Goal of the exercise:
What you give back should match the records word for word.

Extracted data entries:
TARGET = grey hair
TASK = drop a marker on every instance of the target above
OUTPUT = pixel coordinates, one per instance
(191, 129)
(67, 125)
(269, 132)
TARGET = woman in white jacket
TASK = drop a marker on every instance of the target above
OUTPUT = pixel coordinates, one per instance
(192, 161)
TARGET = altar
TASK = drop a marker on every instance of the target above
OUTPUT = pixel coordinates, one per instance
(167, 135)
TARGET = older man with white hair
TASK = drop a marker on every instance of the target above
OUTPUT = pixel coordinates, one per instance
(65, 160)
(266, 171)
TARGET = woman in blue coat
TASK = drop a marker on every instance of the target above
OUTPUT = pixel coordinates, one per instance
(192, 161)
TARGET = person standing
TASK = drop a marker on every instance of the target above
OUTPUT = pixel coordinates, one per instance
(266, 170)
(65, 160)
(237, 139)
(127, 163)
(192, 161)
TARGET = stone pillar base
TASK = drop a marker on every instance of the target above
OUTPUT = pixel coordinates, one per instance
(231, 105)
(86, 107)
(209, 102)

Task result:
TARGET = grey hair
TASK = drop a marker on every instance of the target above
OUTPUT = pixel coordinates, one per instance
(191, 129)
(67, 125)
(269, 132)
TARGET = woman in white jacket
TASK = drop a marker on every instance of the target above
OUTPUT = pixel coordinates, one per instance
(192, 161)
TARGET = altar
TASK = drop a marker on every instance of the target above
OUTPUT = pixel coordinates, one per instance
(167, 135)
TARGET = older man with white hair
TASK = drop a marker on every instance of the target above
OUTPUT = pixel coordinates, one per instance
(65, 160)
(266, 171)
TARGET = woman in blue coat
TASK = drop a marker on every instance of the target above
OUTPUT = pixel coordinates, one per instance
(192, 161)
TARGET = person standing
TASK = drop a marker on every instance of the target above
OUTPUT = pixel coordinates, one per instance
(266, 170)
(65, 160)
(237, 139)
(127, 163)
(192, 161)
TARGET = stone pillar base
TASK = drop a marker on every instance of the target above
OUTPUT = pixel coordinates, one per instance
(231, 105)
(86, 107)
(209, 102)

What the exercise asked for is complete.